**Task to complete:**
Output the data once more, exactly as given.

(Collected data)

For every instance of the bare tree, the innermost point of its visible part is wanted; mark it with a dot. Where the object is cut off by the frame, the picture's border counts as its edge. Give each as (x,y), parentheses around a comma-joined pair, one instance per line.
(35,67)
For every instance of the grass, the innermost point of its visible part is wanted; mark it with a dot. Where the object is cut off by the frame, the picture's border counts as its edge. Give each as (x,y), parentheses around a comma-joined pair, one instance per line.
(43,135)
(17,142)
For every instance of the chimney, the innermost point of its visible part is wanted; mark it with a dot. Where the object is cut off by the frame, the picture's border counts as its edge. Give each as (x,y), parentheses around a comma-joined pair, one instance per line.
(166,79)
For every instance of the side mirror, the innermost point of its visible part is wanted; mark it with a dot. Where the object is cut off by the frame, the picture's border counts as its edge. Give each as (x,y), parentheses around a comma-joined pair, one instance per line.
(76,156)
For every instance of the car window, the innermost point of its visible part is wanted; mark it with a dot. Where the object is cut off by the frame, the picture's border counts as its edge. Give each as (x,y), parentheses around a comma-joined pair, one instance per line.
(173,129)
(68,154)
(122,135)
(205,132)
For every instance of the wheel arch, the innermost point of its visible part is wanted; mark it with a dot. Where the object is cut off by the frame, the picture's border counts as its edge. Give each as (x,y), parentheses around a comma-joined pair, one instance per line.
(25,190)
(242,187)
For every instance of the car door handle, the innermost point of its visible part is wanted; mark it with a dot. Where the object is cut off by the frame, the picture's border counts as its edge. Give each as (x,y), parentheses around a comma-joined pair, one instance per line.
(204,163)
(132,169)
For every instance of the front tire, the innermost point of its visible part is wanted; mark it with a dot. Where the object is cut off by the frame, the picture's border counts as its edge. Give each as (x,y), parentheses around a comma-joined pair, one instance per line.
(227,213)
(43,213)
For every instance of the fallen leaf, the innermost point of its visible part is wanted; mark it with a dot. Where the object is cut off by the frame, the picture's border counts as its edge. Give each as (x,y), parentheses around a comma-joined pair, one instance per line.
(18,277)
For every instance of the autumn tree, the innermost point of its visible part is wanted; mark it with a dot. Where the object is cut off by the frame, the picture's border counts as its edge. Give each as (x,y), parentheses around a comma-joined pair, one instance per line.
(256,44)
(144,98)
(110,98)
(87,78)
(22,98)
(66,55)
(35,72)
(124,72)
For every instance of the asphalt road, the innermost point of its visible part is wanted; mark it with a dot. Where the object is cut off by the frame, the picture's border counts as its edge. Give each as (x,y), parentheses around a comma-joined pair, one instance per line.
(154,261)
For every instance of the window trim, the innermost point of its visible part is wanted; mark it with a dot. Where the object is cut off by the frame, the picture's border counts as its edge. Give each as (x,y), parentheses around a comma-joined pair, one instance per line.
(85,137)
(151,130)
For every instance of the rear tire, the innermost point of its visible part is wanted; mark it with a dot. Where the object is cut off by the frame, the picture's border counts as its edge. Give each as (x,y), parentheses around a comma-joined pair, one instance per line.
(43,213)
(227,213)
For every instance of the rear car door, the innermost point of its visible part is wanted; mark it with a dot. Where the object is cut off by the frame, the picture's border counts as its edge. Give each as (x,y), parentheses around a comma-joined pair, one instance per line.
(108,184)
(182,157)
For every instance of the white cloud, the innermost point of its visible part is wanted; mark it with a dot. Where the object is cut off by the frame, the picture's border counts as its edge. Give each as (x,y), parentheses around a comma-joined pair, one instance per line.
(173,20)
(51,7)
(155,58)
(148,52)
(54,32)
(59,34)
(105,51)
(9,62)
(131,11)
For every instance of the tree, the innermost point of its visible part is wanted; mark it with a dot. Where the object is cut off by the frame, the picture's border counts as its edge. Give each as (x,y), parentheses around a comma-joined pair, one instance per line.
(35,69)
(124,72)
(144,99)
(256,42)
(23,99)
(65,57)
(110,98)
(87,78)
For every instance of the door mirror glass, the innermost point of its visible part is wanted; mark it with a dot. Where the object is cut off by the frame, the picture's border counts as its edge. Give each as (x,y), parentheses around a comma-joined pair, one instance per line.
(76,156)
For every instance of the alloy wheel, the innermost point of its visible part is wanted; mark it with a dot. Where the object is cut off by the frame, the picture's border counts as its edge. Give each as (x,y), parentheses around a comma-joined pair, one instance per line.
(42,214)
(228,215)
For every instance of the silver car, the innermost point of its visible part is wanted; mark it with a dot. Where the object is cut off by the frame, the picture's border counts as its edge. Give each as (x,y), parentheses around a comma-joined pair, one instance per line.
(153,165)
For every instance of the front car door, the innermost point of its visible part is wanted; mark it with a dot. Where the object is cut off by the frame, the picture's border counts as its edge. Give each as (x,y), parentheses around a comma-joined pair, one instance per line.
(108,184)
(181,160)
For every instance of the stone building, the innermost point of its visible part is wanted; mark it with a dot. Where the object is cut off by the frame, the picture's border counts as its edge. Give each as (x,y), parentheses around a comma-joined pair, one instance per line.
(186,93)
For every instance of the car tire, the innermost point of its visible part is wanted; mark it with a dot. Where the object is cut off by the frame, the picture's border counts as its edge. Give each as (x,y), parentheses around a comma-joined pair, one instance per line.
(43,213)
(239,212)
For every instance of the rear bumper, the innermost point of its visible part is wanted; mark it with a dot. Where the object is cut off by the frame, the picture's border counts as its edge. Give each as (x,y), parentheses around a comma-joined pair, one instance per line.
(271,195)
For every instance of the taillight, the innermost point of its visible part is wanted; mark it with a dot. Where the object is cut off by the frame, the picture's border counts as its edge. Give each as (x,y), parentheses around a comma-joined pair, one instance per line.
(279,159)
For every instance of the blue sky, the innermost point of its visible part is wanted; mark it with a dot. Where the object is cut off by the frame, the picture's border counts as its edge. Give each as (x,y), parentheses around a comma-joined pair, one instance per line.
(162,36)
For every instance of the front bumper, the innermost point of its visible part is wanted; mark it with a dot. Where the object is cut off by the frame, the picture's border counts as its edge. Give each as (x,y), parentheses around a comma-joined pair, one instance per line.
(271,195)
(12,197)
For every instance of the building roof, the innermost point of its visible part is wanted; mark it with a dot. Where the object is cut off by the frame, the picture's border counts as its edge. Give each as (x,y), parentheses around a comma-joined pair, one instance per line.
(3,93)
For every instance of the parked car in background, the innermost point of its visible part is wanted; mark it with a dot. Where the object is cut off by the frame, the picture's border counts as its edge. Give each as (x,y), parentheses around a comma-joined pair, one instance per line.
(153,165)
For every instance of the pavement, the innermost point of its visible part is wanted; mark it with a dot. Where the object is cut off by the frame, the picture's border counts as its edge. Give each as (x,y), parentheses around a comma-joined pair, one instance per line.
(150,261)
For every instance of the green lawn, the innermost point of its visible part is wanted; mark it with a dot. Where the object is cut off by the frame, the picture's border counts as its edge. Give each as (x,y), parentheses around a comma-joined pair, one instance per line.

**Output for this task:**
For every instance of the bare tree, the innermost point of its visible part is wanted; mark it with a dot. Where the object is cut off by the frame, the picture's border counts as its edge. Give each as (x,y), parentheses around a comma-joined pair, one instance per line.
(35,67)
For every instance of the grass, the innermost point of its visible part is wanted; mark it with a dot. Where the object is cut off by the frame, the picture's border counts as its edge. Give each as (x,y), parentheses around a comma-joined pair, one instance per line.
(43,135)
(17,142)
For every instance of the chimney, the innermost point of its visible part is wanted; mark it with a dot. Where the object is cut off by the frame, the picture's border counts as its edge. Give each as (x,y), parentheses around a comma-joined pair, one instance per line.
(166,79)
For every instance of the side mirror, the innermost point of its visible part is wanted; mark it with a dot. Where the object is cut off by the frame, the picture's border counts as its edge. Give each as (x,y), parentheses around a comma-joined pair, one instance per line.
(76,156)
For every instance of the car window, the innermost point of its visible part is wanted; mark it with a dot. Where the object is cut off by the frame, the picture's border counts as its edge. Give each as (x,y), parentheses around a comma-joined pair, one instance per line.
(173,129)
(68,154)
(122,135)
(205,132)
For every instance of the wheel arch, the innermost point of its visible part is wanted; mark it with a dot. Where the object is cut off by the frame, the picture's border counts as its edge. Give each as (x,y), parentheses around a comma-joined pair, one instance per line.
(25,190)
(242,187)
For every instance of the car door handle, the innermost point of its visible part is wanted; mark it with a dot. Where the object is cut off by the frame, the picture's border counts as its edge. Give each as (x,y), parentheses around a comma-joined pair, one instance per line.
(204,163)
(132,169)
For every instance of the front tire, the innermost point of its visible part is wanted; mark it with a dot. Where the object is cut off by the frame, the picture's border counts as its edge. Give each as (x,y), parentheses around a comma-joined pair, one instance per line.
(227,213)
(43,213)
For every instance of the fallen leaf, the innermost point of its visible part is wanted; mark it with a dot. Where the object is cut off by the frame, the picture's border counts as its edge. Give each as (x,y), parentheses around a comma-joined pair, one instance per line.
(18,277)
For every instance of the autumn tree, the innermost point of its visible part is wanted; mark it with a dot. Where the object is cut off by the frame, the picture's border counts as its edge. Give each as (x,y), parentheses around a comma-joined pair, one instance per line.
(256,44)
(144,98)
(110,98)
(87,78)
(22,98)
(66,55)
(35,72)
(124,72)
For every instance of the asphalt road, the innermost point of its visible part is wanted; mark it with a dot. Where the object is cut off by the frame, the picture's border counts as its edge. Give each as (x,y), parentheses around a comma-joined pair, one instance per line.
(154,261)
For every instance of the window trim, the innermost point of its visible part is wanted; mark it with a dot. Where the object is cut off by the frame, the picture's border counts as its edge. Give each as (x,y), parentheses around a comma-joined pair, one instance per line.
(85,137)
(151,130)
For every instance of the rear tire, the innermost point of its visible part is wanted; mark it with a dot. Where the object is cut off by the frame, the picture's border counts as its edge. Give each as (x,y), parentheses around a comma-joined pair, one instance per line.
(43,213)
(227,213)
For every instance of the rear car door, the innermost point of its visible part is wanted; mark it with a dot. Where the object is cut off by the frame, the picture's border counts as its edge. Give each as (x,y), parentheses around a comma-joined pair, one instance per line.
(108,184)
(182,157)
For every instance of the white cloud, the innermost point of its visible part is wanted; mark it with a dot. Where the object is cut off by the frame, the picture's border counts as its edge. Give each as (x,y), parentheses around a comma-joined pair, one instance per line.
(173,20)
(51,7)
(155,58)
(148,52)
(54,32)
(59,34)
(105,51)
(9,62)
(131,11)
For every instance of the tree, the innermost point of its visible part is wanted; mark it with a dot. Where the object is cut off by the frame, the picture's border counts as its edge. Give each as (x,y), parentheses around a comma-joined pair, one instance per line.
(35,69)
(124,72)
(144,99)
(256,42)
(23,99)
(65,57)
(110,98)
(87,78)
For every instance of the door mirror glass, the innermost point of its visible part is wanted; mark it with a dot. Where the object is cut off by the frame, the picture's border counts as its edge. Give each as (x,y), parentheses around a comma-joined pair, one instance per line.
(76,156)
For every instance of the alloy wheel, the innermost point of its visible part is wanted; mark it with a dot. Where the object is cut off by the frame, the picture's border counts as its edge. Give each as (x,y), parentheses around a comma-joined pair, one instance per line.
(42,214)
(228,215)
For every instance of the silver car, the innermost point of its visible part is wanted; mark it with a dot. Where the object is cut off by the frame, the picture's border counts as its edge. Give each as (x,y), parentheses around a comma-joined pair, one instance per line.
(153,165)
For every instance of the front car door, the innermost point of its visible part is wanted; mark it with a dot. Where the object is cut off by the frame, the picture's border counts as its edge. Give each as (x,y), parentheses around a comma-joined pair, one instance per line.
(108,184)
(181,160)
For every instance of the stone building, the innermost point of its visible part is wanted; mark it with a dot. Where the object is cut off by the frame, the picture's border counts as its edge. Give each as (x,y), parentheses around a comma-joined pair, one instance per line.
(186,93)
For every instance of the car tire, the innermost point of its visible part is wanted; mark it with a dot. Where the object is cut off by the frame, the picture's border counts as its edge. Give each as (x,y), parentheses around a comma-joined pair, one instance per line.
(43,213)
(239,212)
For every instance of the rear bumper, the innermost point of its visible part is wanted; mark it with a dot. Where the object is cut off by the frame, the picture's border counts as its edge. Give each as (x,y), parentheses around a comma-joined pair, one instance per line.
(271,195)
For every instance of the taillight, the innermost point of its visible part is wanted; mark it with a dot. Where the object is cut off by the frame, the picture's border counts as its edge. Give each as (x,y), parentheses around a comma-joined pair, one instance per line.
(279,159)
For every instance of the blue sky, the innermost point of its visible part is wanted; mark it with a dot. Where the object is cut off by the frame, the picture's border counts as its edge. Give each as (x,y), parentheses around a comma-joined pair, one instance per line.
(162,36)
For every instance of the front bumper, the innermost point of its visible part is wanted; mark it with a dot. Where the object is cut off by the frame, the picture's border counts as its edge. Give each as (x,y), parentheses around a comma-joined pair, one instance per line.
(271,195)
(12,197)
For every instance of the building roof, the innermost point of its visible part is wanted; mark it with a dot. Where the object is cut off by the frame, the picture's border counts as its edge. Give each as (x,y), parentheses around a comma-joined pair, one instance per line.
(3,93)
For every instance of the parked car in background, the innermost point of its visible part is wanted; mark it with a dot. Where the object is cut off by the frame, the picture's border counts as its edge. Give each as (x,y), parentheses around a comma-joined pair, one instance per line.
(153,165)
For every instance of the pavement, the innermost point of its visible part is wanted; mark it with a dot. Where the object is cut off by the frame, the picture's border counts as its edge. Give each as (x,y), parentheses around a comma-joined pair, one instance per line.
(150,261)
For every instance of the green lawn, the innermost point of its visible part is wanted; mark it with a dot. Where the object is cut off by the frame, the picture's border counts as its edge. Give each as (x,y), parentheses around a comma-joined pair, one instance per line.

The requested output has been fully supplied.